[Point annotation records]
#####
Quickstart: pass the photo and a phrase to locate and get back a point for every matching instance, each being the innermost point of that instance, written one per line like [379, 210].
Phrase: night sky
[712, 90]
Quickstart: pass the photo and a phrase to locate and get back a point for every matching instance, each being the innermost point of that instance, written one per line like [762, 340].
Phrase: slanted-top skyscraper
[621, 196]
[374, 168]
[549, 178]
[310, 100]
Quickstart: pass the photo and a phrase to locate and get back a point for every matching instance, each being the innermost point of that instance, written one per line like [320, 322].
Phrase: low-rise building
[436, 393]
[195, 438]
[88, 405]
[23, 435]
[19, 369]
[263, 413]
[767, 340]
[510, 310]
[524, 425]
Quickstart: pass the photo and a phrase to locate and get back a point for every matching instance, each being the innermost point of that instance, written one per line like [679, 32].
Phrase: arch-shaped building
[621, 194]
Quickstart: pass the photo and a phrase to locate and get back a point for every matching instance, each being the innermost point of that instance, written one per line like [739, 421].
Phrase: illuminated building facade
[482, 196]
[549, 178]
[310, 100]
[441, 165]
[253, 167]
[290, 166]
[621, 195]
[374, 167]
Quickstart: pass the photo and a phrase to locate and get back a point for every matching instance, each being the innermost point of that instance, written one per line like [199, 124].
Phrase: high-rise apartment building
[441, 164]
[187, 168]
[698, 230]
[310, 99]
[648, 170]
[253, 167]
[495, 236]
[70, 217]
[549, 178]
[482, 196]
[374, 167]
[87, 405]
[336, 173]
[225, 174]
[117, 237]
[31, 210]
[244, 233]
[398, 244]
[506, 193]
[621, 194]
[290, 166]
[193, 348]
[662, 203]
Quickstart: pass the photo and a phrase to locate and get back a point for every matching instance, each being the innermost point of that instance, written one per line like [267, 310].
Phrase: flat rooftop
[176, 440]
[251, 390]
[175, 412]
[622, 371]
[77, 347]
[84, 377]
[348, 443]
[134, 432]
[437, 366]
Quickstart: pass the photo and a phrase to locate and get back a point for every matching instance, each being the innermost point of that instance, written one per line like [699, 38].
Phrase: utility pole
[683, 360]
#####
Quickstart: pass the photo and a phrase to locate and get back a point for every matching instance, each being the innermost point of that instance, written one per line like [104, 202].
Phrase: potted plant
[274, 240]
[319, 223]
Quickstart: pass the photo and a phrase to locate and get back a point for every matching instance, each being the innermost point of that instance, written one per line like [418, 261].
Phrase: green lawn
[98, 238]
#####
TASK BRIEF
Please count the lines in the records that contain the word "building", and reply with only the number.

ANSWER FOR THE TASK
4